*** PROVIDED INFORMATION ***

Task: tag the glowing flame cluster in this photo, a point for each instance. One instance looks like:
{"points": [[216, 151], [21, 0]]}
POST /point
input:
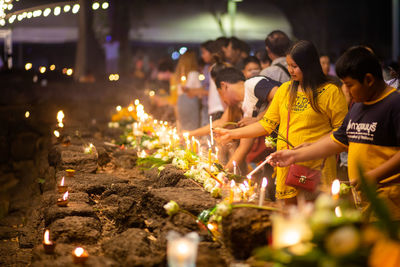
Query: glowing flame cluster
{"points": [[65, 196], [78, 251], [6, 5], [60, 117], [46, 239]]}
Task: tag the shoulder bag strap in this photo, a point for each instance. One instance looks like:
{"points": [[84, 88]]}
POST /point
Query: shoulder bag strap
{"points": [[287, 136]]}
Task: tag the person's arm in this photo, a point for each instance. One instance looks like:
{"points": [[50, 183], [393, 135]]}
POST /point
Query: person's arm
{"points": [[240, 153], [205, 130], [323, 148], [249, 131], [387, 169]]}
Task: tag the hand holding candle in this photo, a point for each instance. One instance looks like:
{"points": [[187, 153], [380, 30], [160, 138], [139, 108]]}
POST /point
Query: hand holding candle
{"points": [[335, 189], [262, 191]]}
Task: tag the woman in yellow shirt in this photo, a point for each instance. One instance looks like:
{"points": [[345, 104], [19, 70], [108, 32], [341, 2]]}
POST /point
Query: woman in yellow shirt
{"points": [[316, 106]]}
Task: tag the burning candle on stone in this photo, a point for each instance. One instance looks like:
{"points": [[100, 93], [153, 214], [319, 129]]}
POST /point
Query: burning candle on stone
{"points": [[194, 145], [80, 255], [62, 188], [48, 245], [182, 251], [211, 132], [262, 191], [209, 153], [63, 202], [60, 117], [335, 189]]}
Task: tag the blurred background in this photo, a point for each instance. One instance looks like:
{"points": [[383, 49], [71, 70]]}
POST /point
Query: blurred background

*** End of PROVIDED INFORMATION ***

Transcribe all the entries precisely. Do not include any picture.

### [RESPONSE AREA]
Task: tag the glowing flame cluster in this photo, a point for each instance. One instance looks like:
{"points": [[216, 151], [21, 0]]}
POST /point
input:
Query: glowing flame cluster
{"points": [[65, 196], [78, 251], [6, 5], [60, 117], [46, 239]]}
Task: tag the shoulder bag strap in this photo, a point for each instance. One instance looks like:
{"points": [[84, 88]]}
POST /point
Query: shoulder bag strap
{"points": [[287, 136]]}
Task: tag the person's arm in this photo, a point for each instance. One instance looks like:
{"points": [[50, 183], [393, 135]]}
POST /point
Query: person's arm
{"points": [[240, 153], [205, 130], [323, 148], [249, 131], [387, 169]]}
Task: tag the hand holding candle in this photo, a point for each instance. One instance looks like:
{"points": [[187, 153], [380, 30], [160, 138], [139, 108]]}
POST /point
Query: hand holding candle
{"points": [[335, 189], [262, 191]]}
Task: tag the woman in yellow shirt in this photo, a point for each instance. One instance looks like:
{"points": [[345, 104], [19, 70], [108, 32], [341, 2]]}
POST /point
Query: woman in yellow shirt
{"points": [[316, 106]]}
Task: tag the burning candle on stone in this photo, a point for each instance. One instance looks like:
{"points": [[100, 93], [153, 214], [319, 129]]}
POST /point
Query: burning candle on stone
{"points": [[194, 145], [80, 255], [62, 188], [48, 245], [182, 251], [211, 132], [262, 191], [209, 153], [63, 202], [60, 117], [335, 189]]}
Task: tag the blurred background in this photo, a point for each instance. One instance looks like:
{"points": [[383, 49], [71, 70]]}
POST /point
Query: blurred background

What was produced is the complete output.